The records need to be set down again exactly as they appear.

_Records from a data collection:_
******
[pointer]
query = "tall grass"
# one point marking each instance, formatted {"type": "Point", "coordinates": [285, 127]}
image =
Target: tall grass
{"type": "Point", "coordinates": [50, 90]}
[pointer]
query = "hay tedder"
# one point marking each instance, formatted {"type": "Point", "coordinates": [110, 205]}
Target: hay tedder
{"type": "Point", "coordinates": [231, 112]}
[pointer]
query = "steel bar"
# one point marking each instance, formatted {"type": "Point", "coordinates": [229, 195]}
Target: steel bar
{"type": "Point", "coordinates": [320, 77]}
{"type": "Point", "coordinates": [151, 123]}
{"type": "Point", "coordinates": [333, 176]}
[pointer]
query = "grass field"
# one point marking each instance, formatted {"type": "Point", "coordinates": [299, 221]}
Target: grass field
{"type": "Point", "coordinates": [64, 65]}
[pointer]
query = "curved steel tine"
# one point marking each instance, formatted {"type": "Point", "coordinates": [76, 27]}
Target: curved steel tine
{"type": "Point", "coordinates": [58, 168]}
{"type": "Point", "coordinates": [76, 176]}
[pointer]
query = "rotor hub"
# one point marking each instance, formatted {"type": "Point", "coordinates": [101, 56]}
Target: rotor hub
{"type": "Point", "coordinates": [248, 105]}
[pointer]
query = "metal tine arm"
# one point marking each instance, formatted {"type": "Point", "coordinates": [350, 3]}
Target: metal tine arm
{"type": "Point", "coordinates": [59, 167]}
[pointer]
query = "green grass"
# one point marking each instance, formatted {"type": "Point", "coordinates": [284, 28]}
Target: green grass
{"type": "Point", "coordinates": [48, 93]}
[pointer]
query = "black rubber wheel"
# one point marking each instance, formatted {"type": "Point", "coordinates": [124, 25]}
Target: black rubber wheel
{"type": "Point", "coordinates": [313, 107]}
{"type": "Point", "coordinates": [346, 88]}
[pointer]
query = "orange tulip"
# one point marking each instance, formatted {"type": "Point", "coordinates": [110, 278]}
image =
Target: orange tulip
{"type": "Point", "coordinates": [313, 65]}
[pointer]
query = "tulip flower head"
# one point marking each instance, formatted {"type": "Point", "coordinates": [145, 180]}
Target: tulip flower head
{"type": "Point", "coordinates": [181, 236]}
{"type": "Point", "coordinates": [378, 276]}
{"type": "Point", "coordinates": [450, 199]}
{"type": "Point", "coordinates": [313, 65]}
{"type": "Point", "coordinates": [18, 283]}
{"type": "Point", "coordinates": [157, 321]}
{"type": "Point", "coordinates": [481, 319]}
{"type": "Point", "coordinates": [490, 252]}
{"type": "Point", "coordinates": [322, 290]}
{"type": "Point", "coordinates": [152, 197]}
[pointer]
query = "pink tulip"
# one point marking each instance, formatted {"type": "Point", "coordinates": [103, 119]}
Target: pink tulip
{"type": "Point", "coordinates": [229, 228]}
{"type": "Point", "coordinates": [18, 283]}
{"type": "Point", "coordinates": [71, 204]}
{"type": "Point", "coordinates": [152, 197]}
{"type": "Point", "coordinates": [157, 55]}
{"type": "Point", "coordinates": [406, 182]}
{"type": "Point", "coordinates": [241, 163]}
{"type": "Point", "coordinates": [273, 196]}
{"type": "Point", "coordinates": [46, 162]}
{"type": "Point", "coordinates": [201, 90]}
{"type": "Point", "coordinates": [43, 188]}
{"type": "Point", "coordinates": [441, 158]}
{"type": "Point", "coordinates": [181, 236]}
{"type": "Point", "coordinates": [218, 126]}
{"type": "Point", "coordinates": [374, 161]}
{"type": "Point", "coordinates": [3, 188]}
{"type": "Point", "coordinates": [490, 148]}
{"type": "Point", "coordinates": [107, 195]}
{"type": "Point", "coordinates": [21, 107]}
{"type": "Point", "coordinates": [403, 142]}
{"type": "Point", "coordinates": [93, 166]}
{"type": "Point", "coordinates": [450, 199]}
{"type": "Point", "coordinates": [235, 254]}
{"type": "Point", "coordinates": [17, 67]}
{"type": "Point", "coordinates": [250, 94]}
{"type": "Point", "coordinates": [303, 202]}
******
_TASK ANSWER:_
[pointer]
query = "tall grass"
# one point marking each instance, formatted {"type": "Point", "coordinates": [285, 127]}
image =
Target: tall grass
{"type": "Point", "coordinates": [50, 90]}
[pointer]
query = "hay tedder"
# one point marking each instance, formatted {"type": "Point", "coordinates": [110, 205]}
Target: hay tedder
{"type": "Point", "coordinates": [231, 112]}
[pointer]
query = "steel bar"
# one point marking each instance, formatted {"type": "Point", "coordinates": [229, 195]}
Target: steel bar
{"type": "Point", "coordinates": [320, 77]}
{"type": "Point", "coordinates": [151, 123]}
{"type": "Point", "coordinates": [333, 176]}
[pointer]
query = "grass field"
# one point marking each instance, formatted {"type": "Point", "coordinates": [299, 221]}
Target: grass field
{"type": "Point", "coordinates": [64, 65]}
[pointer]
query = "curved steel tine"
# one point marking each instance, formatted {"type": "Point", "coordinates": [76, 27]}
Target: curved steel tine
{"type": "Point", "coordinates": [58, 168]}
{"type": "Point", "coordinates": [76, 176]}
[pointer]
query = "rotor hub"
# one point marking each instance, formatted {"type": "Point", "coordinates": [101, 56]}
Target: rotor hub
{"type": "Point", "coordinates": [248, 105]}
[pointer]
query = "metal tine arm"
# one point marking each instance, formatted {"type": "Point", "coordinates": [350, 3]}
Target: metal tine arm
{"type": "Point", "coordinates": [59, 167]}
[pointer]
query = "green grass"
# one point marking each instance, formatted {"type": "Point", "coordinates": [284, 28]}
Target: green grass
{"type": "Point", "coordinates": [48, 93]}
[pointer]
query = "black rubber wheel"
# one point marking each instance, formatted {"type": "Point", "coordinates": [124, 25]}
Target: black rubber wheel
{"type": "Point", "coordinates": [313, 107]}
{"type": "Point", "coordinates": [346, 88]}
[pointer]
query = "orange tulip"
# one point marking each instance, formatted {"type": "Point", "coordinates": [110, 278]}
image =
Target: orange tulip
{"type": "Point", "coordinates": [313, 65]}
[pointer]
query = "tulip flower head"
# one point marking each instance, formatted {"type": "Point", "coordinates": [145, 180]}
Target: tulip flower head
{"type": "Point", "coordinates": [181, 236]}
{"type": "Point", "coordinates": [378, 276]}
{"type": "Point", "coordinates": [450, 199]}
{"type": "Point", "coordinates": [313, 65]}
{"type": "Point", "coordinates": [18, 283]}
{"type": "Point", "coordinates": [157, 321]}
{"type": "Point", "coordinates": [481, 319]}
{"type": "Point", "coordinates": [490, 252]}
{"type": "Point", "coordinates": [322, 290]}
{"type": "Point", "coordinates": [152, 197]}
[pointer]
query = "pink tulip"
# one point marking each instance, formatted {"type": "Point", "coordinates": [103, 119]}
Target: pink tulip
{"type": "Point", "coordinates": [229, 228]}
{"type": "Point", "coordinates": [18, 283]}
{"type": "Point", "coordinates": [71, 204]}
{"type": "Point", "coordinates": [152, 197]}
{"type": "Point", "coordinates": [157, 55]}
{"type": "Point", "coordinates": [406, 182]}
{"type": "Point", "coordinates": [241, 163]}
{"type": "Point", "coordinates": [273, 196]}
{"type": "Point", "coordinates": [46, 162]}
{"type": "Point", "coordinates": [201, 90]}
{"type": "Point", "coordinates": [43, 188]}
{"type": "Point", "coordinates": [441, 158]}
{"type": "Point", "coordinates": [181, 236]}
{"type": "Point", "coordinates": [218, 126]}
{"type": "Point", "coordinates": [374, 161]}
{"type": "Point", "coordinates": [3, 188]}
{"type": "Point", "coordinates": [490, 148]}
{"type": "Point", "coordinates": [107, 195]}
{"type": "Point", "coordinates": [21, 107]}
{"type": "Point", "coordinates": [403, 142]}
{"type": "Point", "coordinates": [93, 166]}
{"type": "Point", "coordinates": [450, 199]}
{"type": "Point", "coordinates": [235, 254]}
{"type": "Point", "coordinates": [17, 67]}
{"type": "Point", "coordinates": [250, 94]}
{"type": "Point", "coordinates": [303, 202]}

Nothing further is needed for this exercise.